"""

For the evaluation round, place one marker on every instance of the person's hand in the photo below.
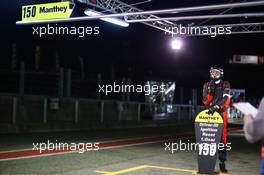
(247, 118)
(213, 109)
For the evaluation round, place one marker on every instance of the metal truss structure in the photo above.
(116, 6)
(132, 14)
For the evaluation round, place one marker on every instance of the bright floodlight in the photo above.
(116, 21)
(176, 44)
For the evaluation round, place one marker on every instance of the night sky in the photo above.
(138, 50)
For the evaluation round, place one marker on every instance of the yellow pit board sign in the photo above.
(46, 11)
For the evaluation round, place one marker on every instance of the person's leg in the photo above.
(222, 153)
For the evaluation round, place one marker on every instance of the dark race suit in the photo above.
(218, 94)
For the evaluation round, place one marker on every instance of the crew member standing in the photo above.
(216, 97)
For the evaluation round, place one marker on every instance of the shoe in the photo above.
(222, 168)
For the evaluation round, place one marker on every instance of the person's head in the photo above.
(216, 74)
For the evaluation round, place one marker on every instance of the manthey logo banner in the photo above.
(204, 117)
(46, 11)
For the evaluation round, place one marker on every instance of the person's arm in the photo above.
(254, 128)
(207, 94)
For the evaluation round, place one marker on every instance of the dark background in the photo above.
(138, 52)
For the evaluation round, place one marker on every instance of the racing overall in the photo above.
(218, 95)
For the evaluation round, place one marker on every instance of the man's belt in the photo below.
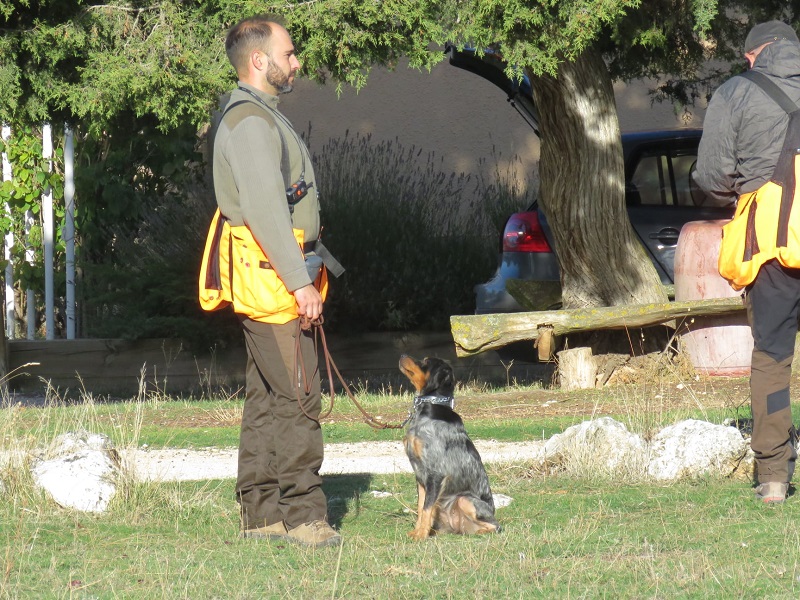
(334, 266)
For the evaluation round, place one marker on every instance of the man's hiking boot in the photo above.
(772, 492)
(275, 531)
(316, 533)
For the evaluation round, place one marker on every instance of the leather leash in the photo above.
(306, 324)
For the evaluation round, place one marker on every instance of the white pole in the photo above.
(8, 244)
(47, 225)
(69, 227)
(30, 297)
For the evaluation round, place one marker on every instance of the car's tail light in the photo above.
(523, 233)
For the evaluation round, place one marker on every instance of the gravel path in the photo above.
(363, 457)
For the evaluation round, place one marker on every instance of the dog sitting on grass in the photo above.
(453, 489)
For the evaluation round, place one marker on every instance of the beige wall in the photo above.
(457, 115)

"""

*Short problem*: Reproduce every row above verbatim, in the same order, and omit the pictures.

*Completed exercise*:
For the evaluation round, place one marker on every instance of the person's hand in the photo below.
(247, 118)
(213, 109)
For the evaluation round, place one marker on every instance of the metal truss structure in the photo above.
(116, 6)
(132, 14)
For the evaluation round, place one marker on every instance of the bright floodlight in the photo above.
(116, 21)
(176, 44)
For the evaluation round, place one marker on every instance of the night sky in the photo above.
(138, 50)
For the evaluation round, place one marker on every instance of the yellow pit board sign in the photo above.
(46, 11)
For the evaluation round, place one marker on every instance of the person's leg in the photo above.
(222, 153)
For the evaluation round, place one marker on every instance of the dark race suit in the photo above.
(218, 94)
For the evaluation round, place one marker on every instance of the crew member standing in the photo above.
(216, 97)
For the evaluation round, place one marker on every instance of the shoe in the photo above.
(222, 168)
For the evaluation round, place one marker on every instance of the person's head in the photo above.
(216, 74)
For the evaluation round, place one marker on every instance of the manthey logo banner in the photo above.
(204, 117)
(46, 11)
For the evaluation round, place one marker on every instance of the person's arm in the photo above.
(254, 128)
(207, 94)
For the evaluation round, place one marker on every instance of the dark background in the photo above.
(138, 52)
For the evaluation round, place one marker on every instance of the racing overall in the photo above.
(218, 95)
For the evaluation round, place one marker on every instance of the man's belt in the photo below.
(334, 266)
For the evaluation round, place one marker on every instance of the man's hiking boot in the photo above.
(772, 492)
(275, 531)
(316, 533)
For the evaluation round, place one marker on every instance of the leather leash in the photo above.
(306, 324)
For the evaluation round, place one marker on every instance of the white pole in the photo above.
(8, 244)
(47, 225)
(69, 227)
(30, 297)
For the evaluation round, place one marker on every instance of the car's tail light in the photo above.
(523, 233)
For the evaluation round, place one marker on every instance of the gravel path in the photo above.
(363, 457)
For the evaluation round, place one marker on every instance of the dog sitting on grass in the photo above.
(453, 489)
For the evaluation round, place one marker on every instance of the beige wall in the photo above.
(457, 115)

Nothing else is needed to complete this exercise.